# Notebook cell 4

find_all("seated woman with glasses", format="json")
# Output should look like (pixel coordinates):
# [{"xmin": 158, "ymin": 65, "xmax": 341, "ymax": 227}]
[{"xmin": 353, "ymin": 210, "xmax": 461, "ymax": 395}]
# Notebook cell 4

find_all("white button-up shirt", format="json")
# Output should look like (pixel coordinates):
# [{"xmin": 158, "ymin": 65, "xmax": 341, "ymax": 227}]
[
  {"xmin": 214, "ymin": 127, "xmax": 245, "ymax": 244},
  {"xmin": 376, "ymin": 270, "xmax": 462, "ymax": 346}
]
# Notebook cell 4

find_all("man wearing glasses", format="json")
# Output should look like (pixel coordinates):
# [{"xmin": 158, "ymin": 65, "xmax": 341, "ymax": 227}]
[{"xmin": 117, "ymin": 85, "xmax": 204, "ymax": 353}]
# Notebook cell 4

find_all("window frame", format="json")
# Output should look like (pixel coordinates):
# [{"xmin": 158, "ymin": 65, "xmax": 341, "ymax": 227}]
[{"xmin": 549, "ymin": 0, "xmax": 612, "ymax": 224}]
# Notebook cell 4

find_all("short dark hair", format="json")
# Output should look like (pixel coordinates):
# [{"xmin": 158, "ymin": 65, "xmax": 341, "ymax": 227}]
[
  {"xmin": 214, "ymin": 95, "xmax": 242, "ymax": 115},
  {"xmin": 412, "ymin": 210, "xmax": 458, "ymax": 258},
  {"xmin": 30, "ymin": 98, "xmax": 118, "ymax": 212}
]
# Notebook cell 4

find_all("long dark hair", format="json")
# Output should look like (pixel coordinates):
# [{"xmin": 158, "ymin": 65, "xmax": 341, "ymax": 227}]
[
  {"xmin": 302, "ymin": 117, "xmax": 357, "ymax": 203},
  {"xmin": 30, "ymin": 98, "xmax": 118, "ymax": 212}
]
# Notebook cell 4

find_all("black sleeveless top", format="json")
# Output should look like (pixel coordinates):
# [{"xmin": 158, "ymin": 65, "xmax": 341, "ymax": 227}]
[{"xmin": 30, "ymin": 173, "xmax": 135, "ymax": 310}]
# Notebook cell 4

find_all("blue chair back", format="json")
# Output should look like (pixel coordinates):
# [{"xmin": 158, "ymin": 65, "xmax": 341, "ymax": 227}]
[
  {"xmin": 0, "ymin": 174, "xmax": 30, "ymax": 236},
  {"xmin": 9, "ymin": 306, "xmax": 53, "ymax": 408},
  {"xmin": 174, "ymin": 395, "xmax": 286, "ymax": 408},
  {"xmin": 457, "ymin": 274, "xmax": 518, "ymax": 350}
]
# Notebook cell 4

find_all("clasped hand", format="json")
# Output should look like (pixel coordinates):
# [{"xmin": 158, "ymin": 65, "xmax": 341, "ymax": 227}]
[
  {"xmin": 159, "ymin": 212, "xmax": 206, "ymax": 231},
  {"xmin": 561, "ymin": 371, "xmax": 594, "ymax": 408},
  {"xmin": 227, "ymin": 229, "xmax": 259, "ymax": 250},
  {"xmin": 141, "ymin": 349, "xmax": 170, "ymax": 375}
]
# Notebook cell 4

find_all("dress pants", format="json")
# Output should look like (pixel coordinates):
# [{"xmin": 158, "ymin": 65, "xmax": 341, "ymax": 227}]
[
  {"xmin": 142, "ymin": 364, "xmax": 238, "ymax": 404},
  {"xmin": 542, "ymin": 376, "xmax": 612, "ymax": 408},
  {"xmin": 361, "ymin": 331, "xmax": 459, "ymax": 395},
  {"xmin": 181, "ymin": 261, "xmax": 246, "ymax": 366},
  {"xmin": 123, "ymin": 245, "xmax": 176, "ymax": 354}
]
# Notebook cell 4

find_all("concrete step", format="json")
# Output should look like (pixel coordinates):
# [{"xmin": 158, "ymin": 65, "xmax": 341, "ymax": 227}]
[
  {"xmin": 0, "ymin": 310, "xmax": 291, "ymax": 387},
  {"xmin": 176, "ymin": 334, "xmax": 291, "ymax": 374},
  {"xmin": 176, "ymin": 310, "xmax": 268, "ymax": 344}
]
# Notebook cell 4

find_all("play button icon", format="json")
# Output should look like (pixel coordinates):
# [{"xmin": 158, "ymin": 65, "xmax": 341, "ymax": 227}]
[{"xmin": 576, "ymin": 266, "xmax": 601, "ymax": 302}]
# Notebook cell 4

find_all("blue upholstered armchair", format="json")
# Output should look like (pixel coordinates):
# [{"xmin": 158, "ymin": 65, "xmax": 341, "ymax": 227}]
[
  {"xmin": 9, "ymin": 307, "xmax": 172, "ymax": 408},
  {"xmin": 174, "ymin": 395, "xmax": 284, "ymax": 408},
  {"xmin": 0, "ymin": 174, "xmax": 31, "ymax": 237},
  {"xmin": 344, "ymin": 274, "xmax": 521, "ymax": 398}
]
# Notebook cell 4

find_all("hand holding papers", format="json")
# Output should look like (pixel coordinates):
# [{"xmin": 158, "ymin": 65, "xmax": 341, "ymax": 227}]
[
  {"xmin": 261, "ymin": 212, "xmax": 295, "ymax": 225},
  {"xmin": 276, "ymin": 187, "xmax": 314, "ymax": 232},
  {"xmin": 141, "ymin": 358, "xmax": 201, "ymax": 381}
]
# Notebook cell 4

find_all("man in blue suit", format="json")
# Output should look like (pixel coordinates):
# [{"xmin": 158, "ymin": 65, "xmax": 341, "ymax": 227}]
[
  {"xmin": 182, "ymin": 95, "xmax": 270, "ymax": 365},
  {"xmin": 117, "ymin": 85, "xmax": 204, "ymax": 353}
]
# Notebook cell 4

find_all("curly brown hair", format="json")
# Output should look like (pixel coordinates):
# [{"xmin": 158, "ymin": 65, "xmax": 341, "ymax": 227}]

**Exercise objective**
Please show every line of the listing above that contains the word "blue".

**Final result**
find_all("blue chair back", format="json")
find_all("blue upholstered armchair", format="json")
find_all("man in blue suit", format="json")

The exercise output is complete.